● Dataset excerpts on pointing at objects
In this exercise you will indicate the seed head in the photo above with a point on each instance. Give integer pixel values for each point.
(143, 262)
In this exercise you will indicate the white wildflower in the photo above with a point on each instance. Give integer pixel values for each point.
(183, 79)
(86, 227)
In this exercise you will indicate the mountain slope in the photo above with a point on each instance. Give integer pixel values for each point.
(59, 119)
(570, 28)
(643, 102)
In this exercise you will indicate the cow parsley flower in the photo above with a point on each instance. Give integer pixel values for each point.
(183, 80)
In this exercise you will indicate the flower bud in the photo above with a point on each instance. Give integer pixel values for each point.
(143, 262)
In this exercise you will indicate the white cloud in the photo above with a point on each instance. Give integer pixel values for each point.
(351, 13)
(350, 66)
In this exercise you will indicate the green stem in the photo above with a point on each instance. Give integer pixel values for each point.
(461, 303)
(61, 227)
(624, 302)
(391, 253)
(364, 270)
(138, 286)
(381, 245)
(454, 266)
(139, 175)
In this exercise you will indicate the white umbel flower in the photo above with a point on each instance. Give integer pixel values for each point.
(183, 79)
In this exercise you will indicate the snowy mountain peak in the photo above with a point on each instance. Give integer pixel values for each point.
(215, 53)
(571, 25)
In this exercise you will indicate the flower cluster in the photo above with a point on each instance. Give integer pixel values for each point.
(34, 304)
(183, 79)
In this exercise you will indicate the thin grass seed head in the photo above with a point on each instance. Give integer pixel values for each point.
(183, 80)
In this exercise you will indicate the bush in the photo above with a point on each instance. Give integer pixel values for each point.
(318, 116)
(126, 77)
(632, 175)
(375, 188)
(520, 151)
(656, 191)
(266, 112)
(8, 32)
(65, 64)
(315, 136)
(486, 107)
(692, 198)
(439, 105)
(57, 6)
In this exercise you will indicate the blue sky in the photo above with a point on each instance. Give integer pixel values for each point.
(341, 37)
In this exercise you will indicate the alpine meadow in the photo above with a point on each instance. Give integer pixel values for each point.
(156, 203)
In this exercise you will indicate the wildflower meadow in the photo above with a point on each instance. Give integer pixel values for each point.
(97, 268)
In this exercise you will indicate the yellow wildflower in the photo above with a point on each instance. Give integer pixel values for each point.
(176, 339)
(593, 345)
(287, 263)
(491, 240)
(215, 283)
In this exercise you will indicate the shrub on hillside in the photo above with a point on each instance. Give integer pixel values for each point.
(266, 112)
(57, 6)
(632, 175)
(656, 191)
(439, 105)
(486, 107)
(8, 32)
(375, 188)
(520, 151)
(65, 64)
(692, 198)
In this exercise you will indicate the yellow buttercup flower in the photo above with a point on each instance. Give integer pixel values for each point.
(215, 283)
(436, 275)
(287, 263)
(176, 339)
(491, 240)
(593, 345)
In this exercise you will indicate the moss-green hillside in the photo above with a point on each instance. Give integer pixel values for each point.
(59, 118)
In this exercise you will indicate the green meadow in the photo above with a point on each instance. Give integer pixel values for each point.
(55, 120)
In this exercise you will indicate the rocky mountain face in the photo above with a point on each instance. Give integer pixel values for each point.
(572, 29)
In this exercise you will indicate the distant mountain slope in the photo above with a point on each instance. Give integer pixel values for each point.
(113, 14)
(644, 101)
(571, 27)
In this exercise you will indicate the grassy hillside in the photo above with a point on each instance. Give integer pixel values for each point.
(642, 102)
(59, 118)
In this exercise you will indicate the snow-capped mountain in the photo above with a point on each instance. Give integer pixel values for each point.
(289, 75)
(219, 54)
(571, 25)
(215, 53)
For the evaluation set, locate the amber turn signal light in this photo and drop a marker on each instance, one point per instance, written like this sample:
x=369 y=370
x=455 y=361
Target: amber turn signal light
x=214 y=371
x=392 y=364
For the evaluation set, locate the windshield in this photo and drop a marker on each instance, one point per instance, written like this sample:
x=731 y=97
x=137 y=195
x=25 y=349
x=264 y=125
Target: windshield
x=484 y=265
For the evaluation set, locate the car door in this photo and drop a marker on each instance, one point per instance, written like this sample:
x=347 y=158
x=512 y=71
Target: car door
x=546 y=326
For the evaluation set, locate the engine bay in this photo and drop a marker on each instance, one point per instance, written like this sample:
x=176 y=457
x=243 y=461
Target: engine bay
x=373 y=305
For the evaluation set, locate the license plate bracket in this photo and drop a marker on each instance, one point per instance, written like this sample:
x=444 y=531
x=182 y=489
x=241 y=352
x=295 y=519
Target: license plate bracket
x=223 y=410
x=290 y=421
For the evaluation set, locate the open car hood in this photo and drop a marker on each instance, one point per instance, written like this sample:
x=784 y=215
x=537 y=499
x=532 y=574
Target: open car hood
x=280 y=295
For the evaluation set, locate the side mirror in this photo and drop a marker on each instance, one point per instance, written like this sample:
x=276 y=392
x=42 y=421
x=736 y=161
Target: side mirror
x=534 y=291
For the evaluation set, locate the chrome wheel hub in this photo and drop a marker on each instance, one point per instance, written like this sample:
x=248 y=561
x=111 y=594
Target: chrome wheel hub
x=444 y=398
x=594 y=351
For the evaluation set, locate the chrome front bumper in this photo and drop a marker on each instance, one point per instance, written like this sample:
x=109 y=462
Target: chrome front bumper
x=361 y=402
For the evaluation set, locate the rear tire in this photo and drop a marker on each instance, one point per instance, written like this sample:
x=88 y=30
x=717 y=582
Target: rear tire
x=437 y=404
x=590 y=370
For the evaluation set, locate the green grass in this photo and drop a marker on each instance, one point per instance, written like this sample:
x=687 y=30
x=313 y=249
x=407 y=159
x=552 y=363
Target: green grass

● Task requirements
Replace each "instance" in the data with "occurrence" and keep everything else as it is.

● Finished exercise
In this exercise you will indicate the seed head in the photo above with a point on each occurrence. Give integer pixel values for each point.
(143, 262)
In this exercise you will indicate the white wildflower in the photo above with a point on each occurrence. Give integer pixel values for each point.
(183, 79)
(86, 227)
In this exercise you will indicate the mountain slope in the photo above with a point on each occurrence. Give integer pixel values for each point.
(59, 119)
(570, 28)
(643, 102)
In this exercise you will indicate the cow parsley flower in the photo above with a point on each occurrence. Give integer pixel values for each point.
(183, 80)
In this exercise you will indicate the flower bud in the photo above with a point on each occurrence. Give integer pixel values for each point.
(143, 262)
In this exercise you will indicate the white cloud in the photo above with a point on each occurrence. Give integer pixel values for each point.
(351, 13)
(350, 66)
In this exercise you will indicate the green stem in the photo above with a point on each occurrence. Give integer pixel values for each point.
(461, 303)
(61, 227)
(624, 302)
(391, 253)
(364, 270)
(138, 286)
(381, 245)
(454, 266)
(139, 175)
In this exercise you will indicate the white umbel flower in the photo above with a point on each occurrence. Give integer pixel values for each point.
(183, 79)
In this exercise you will indicate the snowy mountain peak in the photo above with a point on each occurrence. Give integer pixel values for each point.
(215, 53)
(571, 25)
In this exercise you will indicate the flower cluster in the photo above with a point on each occurrence. Give integer pixel values for each point.
(34, 304)
(183, 79)
In this exercise you will indicate the thin grass seed head in the photo above with a point on each occurrence. Give integer pixel values for each point.
(183, 80)
In this exercise you will indicate the bush in the photo above with a point on each occurrence. Give integer pixel values for each point.
(318, 116)
(126, 77)
(632, 175)
(375, 188)
(520, 151)
(656, 191)
(266, 112)
(8, 32)
(65, 64)
(315, 136)
(486, 107)
(692, 198)
(439, 105)
(57, 6)
In this exercise you will indicate the blue sky in the photo above with a point on each occurrence. Give integer pixel values for each point.
(341, 37)
In this exercise you will indicate the alpine meadow in the photo above with a point on each occurrence. Give integer pixel values for each point.
(156, 203)
In this exercise you will indicate the wildflower meadow in the photo above with a point on each occurrence. Give integer pixel values for each point.
(97, 268)
In this exercise you will indicate the yellow wildflower in the photo above with a point on each occurrence. Give integer pixel values for each point.
(176, 339)
(593, 345)
(287, 263)
(491, 240)
(215, 283)
In this exercise you will indicate the shrub on hillside in the photo above with a point on each occurrence. Give integer pixel values for each point.
(266, 112)
(57, 6)
(632, 175)
(656, 191)
(439, 105)
(486, 107)
(8, 32)
(375, 188)
(520, 151)
(65, 64)
(692, 198)
In this exercise you will indicate the yellow buttercup flower in the photo above with a point on each occurrence. Give integer pixel values for each point.
(215, 283)
(436, 275)
(287, 263)
(176, 339)
(491, 240)
(593, 345)
In this exercise you will indicate the moss-green hillside in the photo above with a point on each occurrence. Give integer pixel values for each point.
(59, 118)
In this exercise you will indicate the green meadow in the photo above with a point on each occurrence. Give integer pixel values for each point.
(55, 120)
In this exercise you will indicate the rocky mountain face in the photo above with a point on each occurrence. Give integer pixel values for each point.
(572, 29)
In this exercise you will indicate the distant mountain slope in the photo above with a point on each occurrence. Give integer pixel values for each point.
(113, 14)
(644, 101)
(571, 27)
In this exercise you will indicate the grassy hillside in the photo above with a point on each occurrence. Give integer pixel values for each point.
(642, 102)
(59, 118)
In this exercise you will indicate the snow-capped mountain in the photo above with a point on each occurrence. Give integer pixel values for each point.
(289, 75)
(219, 54)
(571, 25)
(215, 53)
For the evaluation set, locate the amber turn signal light in this photo and drop a marker on each occurrence, one point per occurrence, written like this sample:
x=369 y=370
x=455 y=361
Target: amber turn signal light
x=214 y=371
x=392 y=364
For the evaluation set, locate the windshield in this photo and drop a marker on each occurrence, one point per occurrence, written like this sample:
x=731 y=97
x=137 y=195
x=25 y=349
x=264 y=125
Target: windshield
x=484 y=265
For the evaluation set, locate the car door in this photo and drop a marker on each occurrence, one point per occurrence, written like this sample:
x=347 y=158
x=512 y=71
Target: car door
x=546 y=326
For the evaluation set, locate the engine bay in this photo and drop a marker on each occurrence, one point per occurrence, written like this sample:
x=176 y=457
x=243 y=461
Target: engine bay
x=373 y=305
For the evaluation set, locate the license plate bracket in this photo and drop a marker on each occurrence, one point per occurrence, written like this sample:
x=444 y=531
x=182 y=489
x=241 y=352
x=295 y=519
Target: license plate bracket
x=223 y=410
x=290 y=421
For the evaluation set, locate the open car hood in this photo and drop a marker on each occurrence, one point per occurrence, written like this sample:
x=784 y=215
x=537 y=499
x=532 y=574
Target: open car hood
x=280 y=295
For the evaluation set, locate the side mirror in this photo and drop a marker on each occurrence, one point per occurrence, written like this sample:
x=276 y=392
x=42 y=421
x=736 y=161
Target: side mirror
x=534 y=291
For the evaluation set, locate the chrome wheel hub in this photo and drop a marker on each occurrence, one point per occurrence, written like this sample:
x=248 y=561
x=111 y=594
Target: chrome wheel hub
x=444 y=398
x=594 y=351
For the evaluation set, locate the chrome front bumper in this photo and drop a marker on each occurrence, one point per occurrence, written like this sample:
x=109 y=462
Target: chrome front bumper
x=361 y=402
For the evaluation set, locate the rear tire in this photo and drop a marker on each occurrence, one point per occurrence, written like this sample:
x=88 y=30
x=717 y=582
Target: rear tire
x=437 y=404
x=590 y=370
For the evaluation set, locate the green grass in this photo and drop a marker on each occurrence, one point per occurrence, written like this sample:
x=687 y=30
x=313 y=249
x=407 y=159
x=552 y=363
Target: green grass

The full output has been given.